**WHAT TO WORK ON:**
Everything in the listing below should be repeated exactly, apart from the pictures.

---------------

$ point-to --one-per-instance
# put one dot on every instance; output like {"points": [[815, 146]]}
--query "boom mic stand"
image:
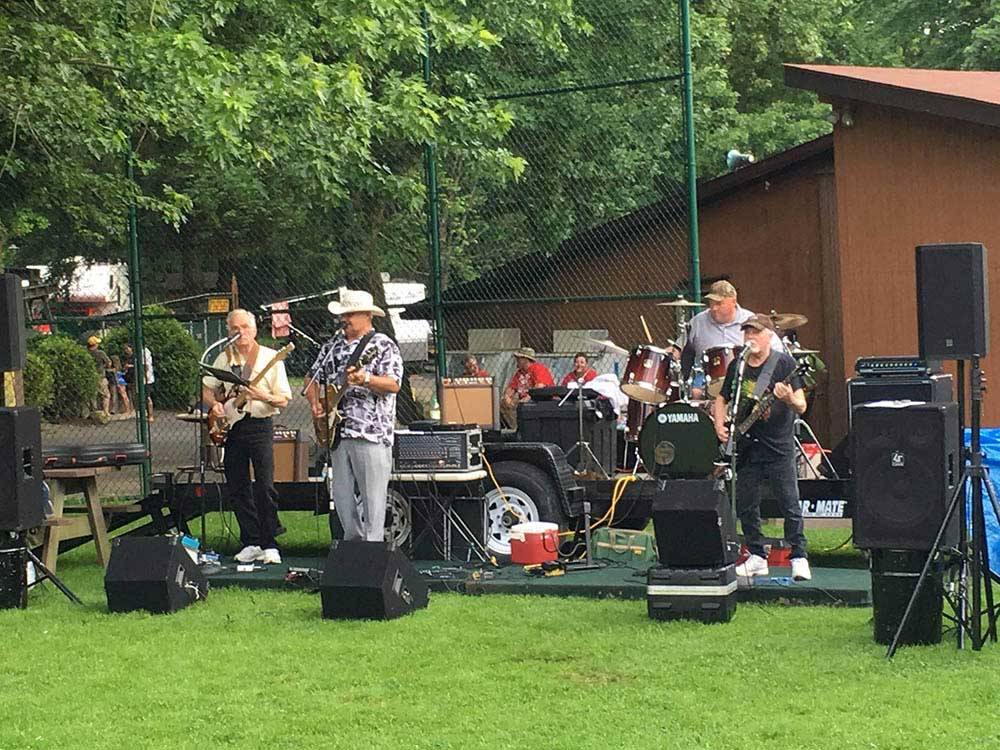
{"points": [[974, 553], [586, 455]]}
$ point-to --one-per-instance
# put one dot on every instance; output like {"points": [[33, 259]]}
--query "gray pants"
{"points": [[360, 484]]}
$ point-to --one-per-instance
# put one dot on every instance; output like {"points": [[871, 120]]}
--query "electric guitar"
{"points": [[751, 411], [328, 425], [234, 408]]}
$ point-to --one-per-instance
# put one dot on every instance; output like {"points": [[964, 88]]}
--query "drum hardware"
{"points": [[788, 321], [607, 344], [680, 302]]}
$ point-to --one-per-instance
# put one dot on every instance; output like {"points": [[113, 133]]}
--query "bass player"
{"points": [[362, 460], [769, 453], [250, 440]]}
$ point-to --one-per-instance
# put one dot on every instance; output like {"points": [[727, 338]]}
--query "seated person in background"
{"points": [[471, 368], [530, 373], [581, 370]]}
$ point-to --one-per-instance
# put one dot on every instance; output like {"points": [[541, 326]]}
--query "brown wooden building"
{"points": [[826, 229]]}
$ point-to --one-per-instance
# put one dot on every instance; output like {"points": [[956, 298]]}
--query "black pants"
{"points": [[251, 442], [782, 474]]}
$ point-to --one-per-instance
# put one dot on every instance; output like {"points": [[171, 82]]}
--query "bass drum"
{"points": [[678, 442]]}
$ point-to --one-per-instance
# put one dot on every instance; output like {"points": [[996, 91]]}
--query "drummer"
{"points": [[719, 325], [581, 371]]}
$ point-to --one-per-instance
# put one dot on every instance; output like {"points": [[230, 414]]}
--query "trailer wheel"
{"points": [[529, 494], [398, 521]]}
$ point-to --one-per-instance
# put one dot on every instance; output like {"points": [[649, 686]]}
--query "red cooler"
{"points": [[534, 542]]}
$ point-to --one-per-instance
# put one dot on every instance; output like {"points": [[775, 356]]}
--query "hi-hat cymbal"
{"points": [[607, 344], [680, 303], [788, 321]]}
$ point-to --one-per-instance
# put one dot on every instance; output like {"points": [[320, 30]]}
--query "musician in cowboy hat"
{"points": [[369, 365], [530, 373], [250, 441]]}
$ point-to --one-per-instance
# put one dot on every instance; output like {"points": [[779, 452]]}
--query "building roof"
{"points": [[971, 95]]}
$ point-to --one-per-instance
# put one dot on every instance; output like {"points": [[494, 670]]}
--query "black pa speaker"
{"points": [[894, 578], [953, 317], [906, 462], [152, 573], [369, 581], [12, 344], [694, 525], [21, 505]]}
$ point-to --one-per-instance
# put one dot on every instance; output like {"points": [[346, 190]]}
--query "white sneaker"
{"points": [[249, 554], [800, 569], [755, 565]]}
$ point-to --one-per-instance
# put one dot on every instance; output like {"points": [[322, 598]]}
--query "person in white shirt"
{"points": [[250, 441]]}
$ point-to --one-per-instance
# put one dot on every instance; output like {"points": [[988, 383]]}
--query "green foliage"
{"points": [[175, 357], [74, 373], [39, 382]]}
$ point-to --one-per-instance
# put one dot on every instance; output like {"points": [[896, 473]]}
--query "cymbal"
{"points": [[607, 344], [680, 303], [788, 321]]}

---------------

**EXPECTED ANSWER:**
$ point-to --one-per-instance
# put one dot on every instance; output like {"points": [[815, 146]]}
--query "boom mic stand"
image:
{"points": [[974, 553], [586, 455]]}
$ point-to --one-per-instance
# put one dot on every instance; output like {"points": [[33, 259]]}
--query "gray pants"
{"points": [[360, 484]]}
$ point-to --one-per-instance
# put one dot on every instance; output like {"points": [[871, 120]]}
--query "electric guitar"
{"points": [[751, 411], [328, 425], [234, 408]]}
$ point-to --one-per-instance
# put one dot on every instance; output like {"points": [[964, 88]]}
--query "drum hardware"
{"points": [[788, 321], [607, 344], [680, 302]]}
$ point-to --one-per-instance
# put one dot on every instance; output like {"points": [[113, 133]]}
--query "bass player"
{"points": [[362, 460], [769, 453], [250, 440]]}
$ point-to --one-per-instance
# put one dot on every instance; output like {"points": [[727, 338]]}
--query "seated person in background"
{"points": [[471, 368], [530, 373], [581, 370]]}
$ point-to --one-per-instance
# put one dot on every instance; output like {"points": [[541, 326]]}
--query "brown wooden building"
{"points": [[826, 229]]}
$ point-to --one-per-instance
# put one dot on every instance; output like {"points": [[956, 298]]}
--query "black pants"
{"points": [[251, 442], [782, 474]]}
$ point-to --one-per-instance
# put one dot on every instance; output like {"points": [[171, 82]]}
--query "bass drum"
{"points": [[678, 442]]}
$ point-to --one-per-instance
# put one dot on every instance; output like {"points": [[996, 91]]}
--query "drummer"
{"points": [[719, 325], [581, 371]]}
$ point-to --one-per-instance
# put one dot on every instance; output like {"points": [[230, 414]]}
--query "trailer wheel"
{"points": [[529, 494], [398, 521]]}
$ point-to --one-per-instance
# put one dot on every instance; output like {"points": [[649, 686]]}
--query "red cooler"
{"points": [[534, 542]]}
$ point-to --one-per-instance
# put one dot on every instance; output like {"points": [[775, 356]]}
--query "hi-hat cymbal"
{"points": [[607, 344], [680, 303], [788, 321]]}
$ point-to --one-per-instance
# put one dot on every instance; output like {"points": [[320, 30]]}
--query "musician in cowboy hat"
{"points": [[369, 365], [530, 373], [250, 441]]}
$ point-to --one-per-instance
# put one dot on every instance; output like {"points": [[779, 452]]}
--query "building roof"
{"points": [[971, 95]]}
$ point-to --one-per-instance
# put one dot on every instance; output like {"points": [[494, 670]]}
--query "black pa speaker"
{"points": [[894, 578], [953, 317], [906, 462], [152, 573], [369, 581], [12, 344], [694, 525], [21, 505]]}
$ point-to --one-per-instance
# put one dot on every instance; output like {"points": [[346, 190]]}
--query "white sneaker"
{"points": [[249, 554], [800, 569], [755, 565]]}
$ point-to --one-per-instance
# put one dot on every instance; output like {"points": [[322, 598]]}
--query "person in white shirt"
{"points": [[250, 441]]}
$ point-to --one-per-instance
# put one dot on every instance; output like {"points": [[988, 383]]}
--query "green foliage"
{"points": [[175, 357], [74, 373], [39, 382]]}
$ point-to --one-per-instance
# put one dot on every instance; output like {"points": [[896, 473]]}
--query "cymbal"
{"points": [[607, 344], [680, 303], [788, 321]]}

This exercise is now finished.